◆ Task directions
Write out the passage from the memory column below, from "Gone and Forgotten" up to and including "but not forgetful.", without changing a word.

### Provided text

CIO

Gone and Forgotten

Remember the good old days? Back when memory referred to - the info that was stored in your brain and not your mobile phone? Me neither . . .

Etched in my brain for several years now has been the conclusion of an American researcher who believed technology was killing our memory. For the life of me I cannot remember his name. Which, I suppose, partially proves his point.

Yet it has never been a theory to which I have subscribed. Technology might make us lazy or more efficient, (I am thinking of the TV remote control here), but not forgetful.

Not withstanding the onset of old age, I reckon my old grey matter ticks along reasonably well within the boundaries my Maker gave me. Then last week came two discoveries to make me reassess the technology versus memory situation.

Firstly, my wife declared that despite the fact I have had the same mobile phone number for more than five years, she could not remember it if her life depended on it. Which, thankfully, it doesn't.

######
### Source data

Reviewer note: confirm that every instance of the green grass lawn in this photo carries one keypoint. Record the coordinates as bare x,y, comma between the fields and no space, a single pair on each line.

######

◆ Finished exercise
Gone and Forgotten

Remember the good old days? Back when memory referred to - the info that was stored in your brain and not your mobile phone? Me neither . . .

Etched in my brain for several years now has been the conclusion of an American researcher who believed technology was killing our memory. For the life of me I cannot remember his name. Which, I suppose, partially proves his point.

Yet it has never been a theory to which I have subscribed. Technology might make us lazy or more efficient, (I am thinking of the TV remote control here), but not forgetful.